TASK REQUIREMENTS
Could you write out the listing below exactly as it stands, leaving out the pictures?

BEGIN DATASET

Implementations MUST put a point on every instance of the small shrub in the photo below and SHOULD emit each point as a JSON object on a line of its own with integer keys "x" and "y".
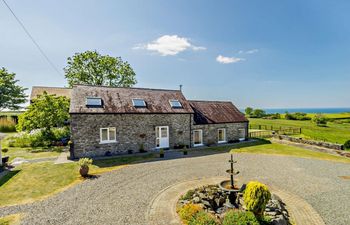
{"x": 234, "y": 217}
{"x": 7, "y": 125}
{"x": 188, "y": 211}
{"x": 142, "y": 148}
{"x": 203, "y": 218}
{"x": 60, "y": 133}
{"x": 84, "y": 162}
{"x": 296, "y": 116}
{"x": 256, "y": 196}
{"x": 347, "y": 145}
{"x": 188, "y": 195}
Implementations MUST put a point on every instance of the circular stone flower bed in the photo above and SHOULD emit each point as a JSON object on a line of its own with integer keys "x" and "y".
{"x": 209, "y": 205}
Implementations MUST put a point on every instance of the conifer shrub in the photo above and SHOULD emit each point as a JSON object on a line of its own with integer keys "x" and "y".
{"x": 188, "y": 211}
{"x": 256, "y": 197}
{"x": 235, "y": 217}
{"x": 347, "y": 145}
{"x": 203, "y": 218}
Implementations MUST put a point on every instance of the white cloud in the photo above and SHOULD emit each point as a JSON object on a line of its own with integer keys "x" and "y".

END DATASET

RESPONSE
Implementations MUST put a point on every instance of the small shrub in the photo below and SHOULD emit each point as a JSON object on a line of its own with integer keys "x" and "y".
{"x": 234, "y": 217}
{"x": 7, "y": 125}
{"x": 188, "y": 211}
{"x": 142, "y": 148}
{"x": 203, "y": 218}
{"x": 60, "y": 133}
{"x": 84, "y": 162}
{"x": 296, "y": 116}
{"x": 256, "y": 196}
{"x": 347, "y": 145}
{"x": 188, "y": 195}
Implementations MUST put a point on every instance of the circular stone flower bed in the photo above and SHOULD emit each point as a JSON object on a line of its own with integer keys "x" and "y".
{"x": 209, "y": 205}
Implementations MUST put a point on every instance of the conifer shrub in the photo above and SHOULD emit each point as a JSON object on a line of its own with integer keys "x" and "y".
{"x": 188, "y": 211}
{"x": 256, "y": 197}
{"x": 235, "y": 217}
{"x": 347, "y": 145}
{"x": 203, "y": 218}
Implementations MUST put a point on every instance of the white cloud in the photo above and SHOULD emit each point as a JSON object on a line of its own with integer keys "x" and "y".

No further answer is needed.